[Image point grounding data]
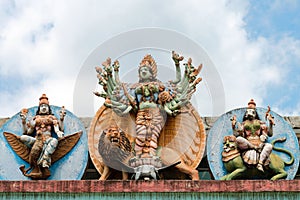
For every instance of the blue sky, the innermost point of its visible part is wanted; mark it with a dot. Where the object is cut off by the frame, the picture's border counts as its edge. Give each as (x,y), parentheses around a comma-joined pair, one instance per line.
(254,45)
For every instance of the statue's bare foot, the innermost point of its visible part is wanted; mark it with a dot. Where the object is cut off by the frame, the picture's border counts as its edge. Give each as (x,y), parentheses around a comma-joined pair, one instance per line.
(260,167)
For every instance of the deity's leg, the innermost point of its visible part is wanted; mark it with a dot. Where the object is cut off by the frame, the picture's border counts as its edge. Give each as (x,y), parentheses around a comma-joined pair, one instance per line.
(48,149)
(243,143)
(27,140)
(149,123)
(265,153)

» **Description of the task**
Give an exact copy of the data, and omit any pictures it holds.

» **Task answer**
For every instance of the blue sky, the innermost point of its visible part is wanted; mark it with a dot. Where the object is cut off by the frame, the picture's border counts as its edge. Give each as (x,y), parentheses around a comma-joined pair, one instance per line.
(254,45)
For every instance of the statue's bare foot, the innermost point of its visible part is wanted; mark it with a dot. Where the object is cut off by the frame, the picture's border counts as its edge. Give each as (x,y), parentheses around a comma-joined pair, one instance per line.
(260,167)
For every instance of the deity's leg, the innermost point of its visible part is wanted; mark it with a dot. Where the object is cut off by the frame, the picture's border counts as its edge. Give each as (x,y), parentheses around a comma-joined pair, one instance per line.
(48,149)
(243,143)
(27,140)
(149,123)
(265,153)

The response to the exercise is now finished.